▶ [Your objective] Duplicate the passage from the article on automated eye surface cancer detection, starting with "Automated system non-invasively" and going on through "effective for patients.".

Automated system non-invasively detects eye surface cancer
Australian researchers have developed a new automated non-invasive technique for diagnosing eye surface cancer, known as ocular surface squamous neoplasia (OSSN). Described in The Ocular Surface, the technique has the potential to reduce the need for biopsies, prevent therapy delays and make treatment far more effective for patients.
“Clinical symptoms of OSSN are known to be variable and in early stages can be extremely hard to detect, so patients may experience delays in treatment or be inaccurately diagnosed,” said Abbas Habibalahi, a researcher at the ARC Centre of Excellence for Nanoscale BioPhotonics (CNBP) and lead scientist on the project.
“The early detection of OSSN is critical as it supports simple and more curative treatments such as topical therapies whereas advanced lesions may require eye surgery or even the removal of the eye, and also has the risk of mortality.”
Habibalahi and his research team have now devised a technological approach that comprises the custom-building of an advanced imaging microscope in association with state-of-the-art computing and artificial intelligence operation. The result is an automated system that is able to successfully identify between diseased and non-diseased eye tissue, in real time, through a simple scanning process.

▶ [Stored data]
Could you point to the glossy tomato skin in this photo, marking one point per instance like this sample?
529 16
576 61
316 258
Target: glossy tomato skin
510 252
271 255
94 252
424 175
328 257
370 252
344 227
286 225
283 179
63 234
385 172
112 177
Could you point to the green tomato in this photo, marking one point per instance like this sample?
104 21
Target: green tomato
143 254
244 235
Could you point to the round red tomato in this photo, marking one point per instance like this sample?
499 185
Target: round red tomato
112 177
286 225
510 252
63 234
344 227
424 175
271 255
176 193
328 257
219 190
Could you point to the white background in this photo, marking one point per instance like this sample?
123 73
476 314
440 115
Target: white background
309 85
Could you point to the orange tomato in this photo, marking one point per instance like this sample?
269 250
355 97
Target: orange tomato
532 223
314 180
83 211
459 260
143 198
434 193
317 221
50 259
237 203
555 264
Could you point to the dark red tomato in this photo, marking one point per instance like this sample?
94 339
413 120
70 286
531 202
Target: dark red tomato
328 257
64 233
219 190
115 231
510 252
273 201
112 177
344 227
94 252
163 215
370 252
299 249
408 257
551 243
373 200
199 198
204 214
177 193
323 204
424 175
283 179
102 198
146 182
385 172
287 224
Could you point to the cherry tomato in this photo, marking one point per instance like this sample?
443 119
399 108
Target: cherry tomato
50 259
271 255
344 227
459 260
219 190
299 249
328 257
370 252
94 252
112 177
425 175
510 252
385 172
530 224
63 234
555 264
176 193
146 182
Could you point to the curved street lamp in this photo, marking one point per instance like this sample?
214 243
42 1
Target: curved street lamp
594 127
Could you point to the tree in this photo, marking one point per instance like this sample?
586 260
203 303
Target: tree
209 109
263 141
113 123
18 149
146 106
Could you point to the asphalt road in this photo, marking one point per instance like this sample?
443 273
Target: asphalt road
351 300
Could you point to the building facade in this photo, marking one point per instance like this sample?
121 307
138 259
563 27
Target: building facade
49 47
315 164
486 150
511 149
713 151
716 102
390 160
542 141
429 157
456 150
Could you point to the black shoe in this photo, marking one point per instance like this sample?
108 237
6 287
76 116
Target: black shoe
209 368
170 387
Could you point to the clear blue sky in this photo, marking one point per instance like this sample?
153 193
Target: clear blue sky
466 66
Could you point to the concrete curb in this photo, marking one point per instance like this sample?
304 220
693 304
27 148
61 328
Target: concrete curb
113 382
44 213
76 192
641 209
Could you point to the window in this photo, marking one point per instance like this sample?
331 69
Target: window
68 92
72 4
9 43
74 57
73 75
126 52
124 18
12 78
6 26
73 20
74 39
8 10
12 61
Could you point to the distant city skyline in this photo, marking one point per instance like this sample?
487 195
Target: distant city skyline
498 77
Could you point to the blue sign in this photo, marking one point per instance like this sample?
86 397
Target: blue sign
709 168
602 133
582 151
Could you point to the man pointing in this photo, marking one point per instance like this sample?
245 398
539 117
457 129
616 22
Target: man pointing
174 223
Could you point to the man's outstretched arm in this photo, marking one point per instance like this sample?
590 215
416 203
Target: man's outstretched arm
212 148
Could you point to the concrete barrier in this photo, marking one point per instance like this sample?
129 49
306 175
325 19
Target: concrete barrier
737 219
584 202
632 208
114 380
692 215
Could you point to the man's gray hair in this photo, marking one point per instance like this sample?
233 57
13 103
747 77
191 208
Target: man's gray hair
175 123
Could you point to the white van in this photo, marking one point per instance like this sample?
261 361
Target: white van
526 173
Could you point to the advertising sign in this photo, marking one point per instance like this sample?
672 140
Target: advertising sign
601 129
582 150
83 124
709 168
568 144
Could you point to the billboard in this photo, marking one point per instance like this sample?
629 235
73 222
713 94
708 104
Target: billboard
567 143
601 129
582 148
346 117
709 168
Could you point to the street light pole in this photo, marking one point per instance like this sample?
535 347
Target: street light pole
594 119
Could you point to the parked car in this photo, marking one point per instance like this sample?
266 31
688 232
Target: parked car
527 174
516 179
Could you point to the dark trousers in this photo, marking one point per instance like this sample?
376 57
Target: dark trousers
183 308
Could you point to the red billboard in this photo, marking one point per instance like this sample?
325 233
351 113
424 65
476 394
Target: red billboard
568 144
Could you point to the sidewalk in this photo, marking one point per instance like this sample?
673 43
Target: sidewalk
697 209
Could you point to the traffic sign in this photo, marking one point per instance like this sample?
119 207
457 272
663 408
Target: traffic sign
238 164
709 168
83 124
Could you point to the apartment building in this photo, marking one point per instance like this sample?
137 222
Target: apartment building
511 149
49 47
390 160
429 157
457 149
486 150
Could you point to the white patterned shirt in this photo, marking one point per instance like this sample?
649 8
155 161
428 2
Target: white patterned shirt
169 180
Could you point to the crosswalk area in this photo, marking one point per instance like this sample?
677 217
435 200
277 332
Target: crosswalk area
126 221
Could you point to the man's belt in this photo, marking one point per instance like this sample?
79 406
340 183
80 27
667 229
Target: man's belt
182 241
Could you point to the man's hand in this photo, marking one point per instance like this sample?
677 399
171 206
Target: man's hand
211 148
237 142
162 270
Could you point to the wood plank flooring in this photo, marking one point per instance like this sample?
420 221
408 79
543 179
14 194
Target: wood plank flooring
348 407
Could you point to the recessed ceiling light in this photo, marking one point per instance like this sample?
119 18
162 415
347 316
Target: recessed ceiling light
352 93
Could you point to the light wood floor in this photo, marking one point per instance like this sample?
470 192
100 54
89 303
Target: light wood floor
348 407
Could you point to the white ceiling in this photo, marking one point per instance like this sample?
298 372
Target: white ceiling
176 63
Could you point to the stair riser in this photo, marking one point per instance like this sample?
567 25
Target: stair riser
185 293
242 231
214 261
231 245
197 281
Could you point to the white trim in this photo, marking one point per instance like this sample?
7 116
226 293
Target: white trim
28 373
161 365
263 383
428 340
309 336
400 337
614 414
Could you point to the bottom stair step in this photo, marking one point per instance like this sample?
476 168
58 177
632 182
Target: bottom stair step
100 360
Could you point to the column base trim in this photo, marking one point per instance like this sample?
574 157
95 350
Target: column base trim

▶ [Result]
Automated system non-invasively detects eye surface cancer
Australian researchers have developed a new automated non-invasive technique for diagnosing eye surface cancer, known as ocular surface squamous neoplasia (OSSN). Described in The Ocular Surface, the technique has the potential to reduce the need for biopsies, prevent therapy delays and make treatment far more effective for patients.